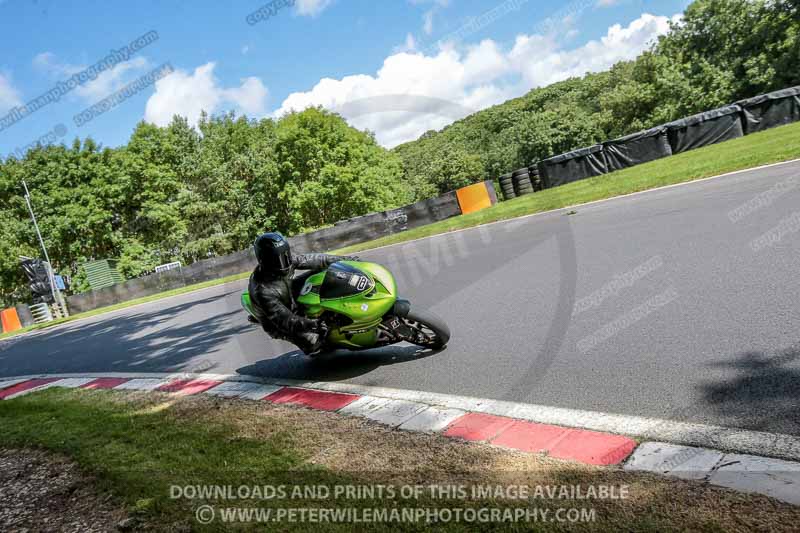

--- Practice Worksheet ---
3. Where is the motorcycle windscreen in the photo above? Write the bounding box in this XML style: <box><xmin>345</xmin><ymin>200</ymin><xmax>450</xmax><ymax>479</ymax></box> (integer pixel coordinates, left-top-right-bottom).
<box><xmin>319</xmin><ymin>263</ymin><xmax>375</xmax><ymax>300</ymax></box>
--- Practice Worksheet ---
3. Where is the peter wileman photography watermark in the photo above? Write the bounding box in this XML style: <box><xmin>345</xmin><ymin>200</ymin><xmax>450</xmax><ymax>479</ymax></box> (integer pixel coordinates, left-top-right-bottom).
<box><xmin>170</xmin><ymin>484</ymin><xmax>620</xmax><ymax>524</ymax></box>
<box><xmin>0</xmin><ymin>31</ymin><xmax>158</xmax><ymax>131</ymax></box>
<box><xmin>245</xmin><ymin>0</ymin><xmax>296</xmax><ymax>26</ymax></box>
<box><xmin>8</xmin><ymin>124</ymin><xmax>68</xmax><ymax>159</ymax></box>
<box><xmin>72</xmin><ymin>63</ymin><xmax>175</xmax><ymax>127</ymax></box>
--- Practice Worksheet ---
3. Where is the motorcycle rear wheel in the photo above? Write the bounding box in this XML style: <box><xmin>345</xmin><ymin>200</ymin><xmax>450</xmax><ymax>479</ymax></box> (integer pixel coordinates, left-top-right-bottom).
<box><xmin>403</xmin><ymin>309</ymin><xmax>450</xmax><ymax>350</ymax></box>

⁂

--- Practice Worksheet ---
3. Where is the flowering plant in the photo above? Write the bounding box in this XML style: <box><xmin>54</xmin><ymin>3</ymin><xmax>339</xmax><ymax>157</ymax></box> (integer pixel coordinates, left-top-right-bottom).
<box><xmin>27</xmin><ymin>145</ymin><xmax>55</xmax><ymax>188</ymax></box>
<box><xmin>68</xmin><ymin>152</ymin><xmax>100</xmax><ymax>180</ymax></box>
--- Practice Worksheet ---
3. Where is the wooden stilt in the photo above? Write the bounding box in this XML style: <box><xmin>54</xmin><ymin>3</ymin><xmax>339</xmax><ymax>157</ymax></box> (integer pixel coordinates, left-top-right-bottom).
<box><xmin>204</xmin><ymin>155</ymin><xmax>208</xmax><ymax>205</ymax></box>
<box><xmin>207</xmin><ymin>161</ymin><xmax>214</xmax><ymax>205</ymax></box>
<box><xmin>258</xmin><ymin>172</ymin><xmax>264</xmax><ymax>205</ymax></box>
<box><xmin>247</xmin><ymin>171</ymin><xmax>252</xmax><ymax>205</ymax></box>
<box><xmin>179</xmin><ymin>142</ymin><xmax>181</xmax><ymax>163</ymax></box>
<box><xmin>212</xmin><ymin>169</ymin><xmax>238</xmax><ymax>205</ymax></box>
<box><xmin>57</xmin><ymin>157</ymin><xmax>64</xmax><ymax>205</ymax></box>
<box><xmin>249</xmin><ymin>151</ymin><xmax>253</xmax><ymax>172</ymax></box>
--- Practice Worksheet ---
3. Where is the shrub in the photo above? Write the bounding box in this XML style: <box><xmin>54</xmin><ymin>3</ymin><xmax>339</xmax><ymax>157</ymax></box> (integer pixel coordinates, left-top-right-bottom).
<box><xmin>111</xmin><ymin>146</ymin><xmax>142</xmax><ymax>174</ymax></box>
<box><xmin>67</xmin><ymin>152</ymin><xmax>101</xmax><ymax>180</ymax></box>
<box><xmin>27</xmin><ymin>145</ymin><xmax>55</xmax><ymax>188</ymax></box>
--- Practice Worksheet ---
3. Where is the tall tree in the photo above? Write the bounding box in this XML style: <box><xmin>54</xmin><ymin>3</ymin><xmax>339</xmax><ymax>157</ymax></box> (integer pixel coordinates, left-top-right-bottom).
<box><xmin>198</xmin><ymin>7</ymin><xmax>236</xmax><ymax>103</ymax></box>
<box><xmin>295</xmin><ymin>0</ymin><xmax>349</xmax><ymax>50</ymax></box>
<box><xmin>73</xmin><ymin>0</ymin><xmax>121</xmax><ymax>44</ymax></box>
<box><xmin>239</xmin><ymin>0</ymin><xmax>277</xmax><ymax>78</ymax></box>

⁂

#### [Problem statement]
Select and copy every line of the rows above that contains the word "motorcycle". Case counts, so match it only with the same capitalization.

#### [Result of the task]
3. Where is the motorcycle windscreen in the photo above? Write the bounding box in this XML style: <box><xmin>345</xmin><ymin>200</ymin><xmax>450</xmax><ymax>479</ymax></box> (integer pixel coordinates, left-top-right-bottom).
3. Where is the motorcycle rear wheel in the photo above? Write the bounding box in this XML style: <box><xmin>345</xmin><ymin>200</ymin><xmax>450</xmax><ymax>479</ymax></box> (integer pixel coordinates, left-top-right-bottom).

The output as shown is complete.